- _What you will do_
All of the entries need to be copied character for character.

- _Stored data entries_
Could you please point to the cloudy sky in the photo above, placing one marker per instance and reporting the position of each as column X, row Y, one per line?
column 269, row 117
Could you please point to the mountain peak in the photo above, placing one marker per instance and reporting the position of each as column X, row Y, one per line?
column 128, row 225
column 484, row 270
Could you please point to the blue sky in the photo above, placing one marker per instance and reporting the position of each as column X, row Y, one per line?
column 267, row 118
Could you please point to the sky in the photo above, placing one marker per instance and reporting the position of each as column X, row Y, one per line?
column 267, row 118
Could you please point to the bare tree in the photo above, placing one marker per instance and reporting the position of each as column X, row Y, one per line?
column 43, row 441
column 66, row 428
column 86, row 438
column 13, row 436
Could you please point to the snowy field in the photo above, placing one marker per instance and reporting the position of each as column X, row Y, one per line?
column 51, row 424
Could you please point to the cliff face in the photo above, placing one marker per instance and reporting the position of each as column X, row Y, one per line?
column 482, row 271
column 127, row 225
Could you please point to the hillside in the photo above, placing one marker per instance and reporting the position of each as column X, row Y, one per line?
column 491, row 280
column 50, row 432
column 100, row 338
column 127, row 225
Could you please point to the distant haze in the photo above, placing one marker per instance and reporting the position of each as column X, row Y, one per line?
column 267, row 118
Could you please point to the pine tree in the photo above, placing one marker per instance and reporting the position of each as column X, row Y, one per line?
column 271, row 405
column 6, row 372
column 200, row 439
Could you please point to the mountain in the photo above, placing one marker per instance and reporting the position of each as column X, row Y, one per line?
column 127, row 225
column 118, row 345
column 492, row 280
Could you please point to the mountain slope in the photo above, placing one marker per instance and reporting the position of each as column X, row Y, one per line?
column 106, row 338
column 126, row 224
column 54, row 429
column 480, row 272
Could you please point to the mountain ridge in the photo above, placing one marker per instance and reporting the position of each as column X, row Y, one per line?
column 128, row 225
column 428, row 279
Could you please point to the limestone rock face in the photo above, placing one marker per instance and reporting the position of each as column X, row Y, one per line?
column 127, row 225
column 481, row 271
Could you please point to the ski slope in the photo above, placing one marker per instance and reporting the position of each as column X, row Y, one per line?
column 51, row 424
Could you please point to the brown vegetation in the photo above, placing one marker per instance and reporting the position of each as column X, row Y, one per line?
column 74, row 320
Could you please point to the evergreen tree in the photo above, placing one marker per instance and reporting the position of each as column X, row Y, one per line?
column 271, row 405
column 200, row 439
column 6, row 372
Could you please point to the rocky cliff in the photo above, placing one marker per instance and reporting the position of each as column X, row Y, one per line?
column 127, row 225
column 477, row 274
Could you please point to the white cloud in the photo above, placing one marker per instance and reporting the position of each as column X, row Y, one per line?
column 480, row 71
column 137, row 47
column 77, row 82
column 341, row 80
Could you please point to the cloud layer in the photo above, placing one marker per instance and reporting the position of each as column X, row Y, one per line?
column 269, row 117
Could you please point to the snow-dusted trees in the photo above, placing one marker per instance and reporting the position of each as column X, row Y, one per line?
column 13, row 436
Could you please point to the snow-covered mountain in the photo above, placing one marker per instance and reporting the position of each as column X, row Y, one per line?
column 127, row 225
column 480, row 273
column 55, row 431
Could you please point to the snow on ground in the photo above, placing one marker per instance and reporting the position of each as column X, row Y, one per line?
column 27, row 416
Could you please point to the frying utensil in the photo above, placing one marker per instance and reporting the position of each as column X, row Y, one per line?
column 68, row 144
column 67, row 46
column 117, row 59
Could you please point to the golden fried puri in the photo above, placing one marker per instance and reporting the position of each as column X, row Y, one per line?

- _Reply to the exercise_
Could you please point to the cloudy sky in the photo above, placing one marker per instance and reporting the position of each as column X, row Y, one per line?
column 269, row 117
Could you please point to the mountain peak in the photo above, placing one marker per instance and reporting the position of each as column X, row Y, one per line?
column 128, row 225
column 484, row 270
Could you please point to the blue sky in the photo above, placing one marker per instance and reporting the position of each as column X, row Y, one per line?
column 267, row 118
Could you please point to the sky in the photo above, placing one marker per instance and reporting the position of each as column X, row Y, one per line?
column 267, row 118
Could you please point to the bare tree in the photo above, placing one marker per instance and reporting the position of each as column X, row Y, one per line?
column 43, row 441
column 66, row 428
column 86, row 438
column 13, row 436
Could you please point to the snowy field in the photo above, placing one marker per instance and reporting the position of each as column X, row Y, one per line?
column 51, row 424
Could you please point to the cliff face in the photo above, placing one marker per instance and reporting the position of each as column X, row Y, one per line?
column 482, row 271
column 127, row 225
Could you please point to the hillside in the photo above, placing one marker per instance and reporting the position of each as column X, row Y, one per line?
column 491, row 280
column 50, row 432
column 100, row 338
column 127, row 225
Could you please point to the distant haze in the photo above, placing one marker per instance and reporting the position of each as column X, row Y, one per line?
column 267, row 118
Could you please point to the pine tree in the photo above, placing one marker per instance and reporting the position of each as column X, row Y, one per line?
column 271, row 405
column 6, row 372
column 200, row 439
Could you please point to the mountain in the photo above, placing one marker per instance and reporting the position of each as column X, row Y, one per line?
column 127, row 225
column 118, row 345
column 492, row 280
Could you please point to the mountain slope in the photo above, placing one marker per instance and reporting the position of each as column X, row Y, one per line?
column 106, row 338
column 126, row 224
column 54, row 429
column 480, row 272
Could you please point to the mountain ridge in the photo above, placing one marker per instance and reporting the position of each as column X, row Y, one per line?
column 128, row 225
column 428, row 279
Could you please point to the limestone rock face in the photo above, placing one marker per instance and reporting the position of each as column X, row Y, one per line?
column 127, row 225
column 481, row 271
Could you please point to the ski slope in the photo above, placing one marker per instance and reporting the position of each as column X, row Y, one per line?
column 51, row 424
Could you please point to the brown vegetation in the photo above, placing one marker per instance and reporting the position of each as column X, row Y, one per line?
column 74, row 320
Could you please point to the evergreen tree in the photo above, placing one marker per instance and reporting the position of each as column X, row Y, one per line?
column 271, row 405
column 200, row 439
column 6, row 372
Could you please point to the rocky cliff in the photo above, placing one marker per instance and reporting the position of each as column X, row Y, one per line?
column 127, row 225
column 477, row 274
Could you please point to the white cloud in the photo above, placing one marker per instance and reporting the position of each as column X, row Y, one per line?
column 480, row 71
column 137, row 47
column 77, row 82
column 341, row 80
Could you please point to the cloud layer in the photo above, placing one marker per instance and reporting the position of each as column X, row Y, one per line?
column 269, row 117
Could you please point to the snow-dusted trees in the photo above, placing one marker per instance and reporting the position of each as column X, row Y, one per line?
column 13, row 436
Could you please point to the snow-covered mountain in the photo above, placing one marker per instance and reporting the position of each as column X, row Y, one per line?
column 127, row 225
column 480, row 273
column 55, row 431
Could you please point to the snow on ground in the photo above, placing one marker per instance and reporting the position of each as column X, row Y, one per line?
column 27, row 416
Could you please point to the frying utensil in the photo above, placing one marker per instance and reporting the position of each as column X, row Y, one per line?
column 68, row 144
column 67, row 46
column 117, row 59
Could you please point to the golden fried puri in the photo above, placing one marker per instance and reporting the position of each as column X, row Y, one per line?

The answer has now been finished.